Temukan setiap baris dalam catatan di bawah yang memuat kata "statue", lalu salin baris-baris itu. Huruf besar dan huruf kecil dibedakan.

### Cuplikan dari kumpulan data deteksi
──────

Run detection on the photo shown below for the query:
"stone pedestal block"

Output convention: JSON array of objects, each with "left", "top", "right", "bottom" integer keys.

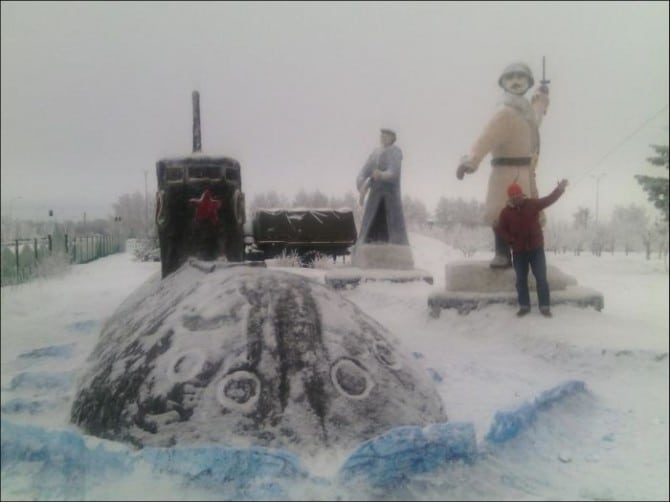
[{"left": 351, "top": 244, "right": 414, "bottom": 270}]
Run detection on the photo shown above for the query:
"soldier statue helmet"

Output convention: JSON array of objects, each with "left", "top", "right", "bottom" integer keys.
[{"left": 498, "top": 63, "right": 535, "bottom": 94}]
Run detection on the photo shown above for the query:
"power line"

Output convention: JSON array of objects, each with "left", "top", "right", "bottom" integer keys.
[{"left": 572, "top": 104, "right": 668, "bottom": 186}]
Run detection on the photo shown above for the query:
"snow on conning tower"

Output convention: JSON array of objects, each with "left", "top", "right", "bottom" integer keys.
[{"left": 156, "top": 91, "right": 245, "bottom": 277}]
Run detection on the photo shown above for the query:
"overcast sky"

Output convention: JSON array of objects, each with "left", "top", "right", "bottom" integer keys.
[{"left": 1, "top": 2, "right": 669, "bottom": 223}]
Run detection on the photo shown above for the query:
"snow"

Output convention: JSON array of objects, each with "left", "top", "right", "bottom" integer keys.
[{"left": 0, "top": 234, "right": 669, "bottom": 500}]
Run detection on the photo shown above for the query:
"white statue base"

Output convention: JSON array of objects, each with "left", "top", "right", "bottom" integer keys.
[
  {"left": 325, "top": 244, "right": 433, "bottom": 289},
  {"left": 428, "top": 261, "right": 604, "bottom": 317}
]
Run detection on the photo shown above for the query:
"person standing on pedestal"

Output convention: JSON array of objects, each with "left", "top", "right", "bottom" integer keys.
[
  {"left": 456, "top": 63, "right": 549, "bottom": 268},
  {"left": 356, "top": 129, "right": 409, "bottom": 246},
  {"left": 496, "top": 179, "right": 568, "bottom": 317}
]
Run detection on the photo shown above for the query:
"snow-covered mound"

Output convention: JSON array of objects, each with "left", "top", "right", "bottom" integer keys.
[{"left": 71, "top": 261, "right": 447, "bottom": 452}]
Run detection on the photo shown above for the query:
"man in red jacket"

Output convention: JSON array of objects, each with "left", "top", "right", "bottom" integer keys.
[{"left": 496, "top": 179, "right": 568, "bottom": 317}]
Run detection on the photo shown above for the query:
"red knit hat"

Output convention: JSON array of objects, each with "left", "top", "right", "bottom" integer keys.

──────

### Jawaban Latihan
"soldier statue helmet"
"white statue base"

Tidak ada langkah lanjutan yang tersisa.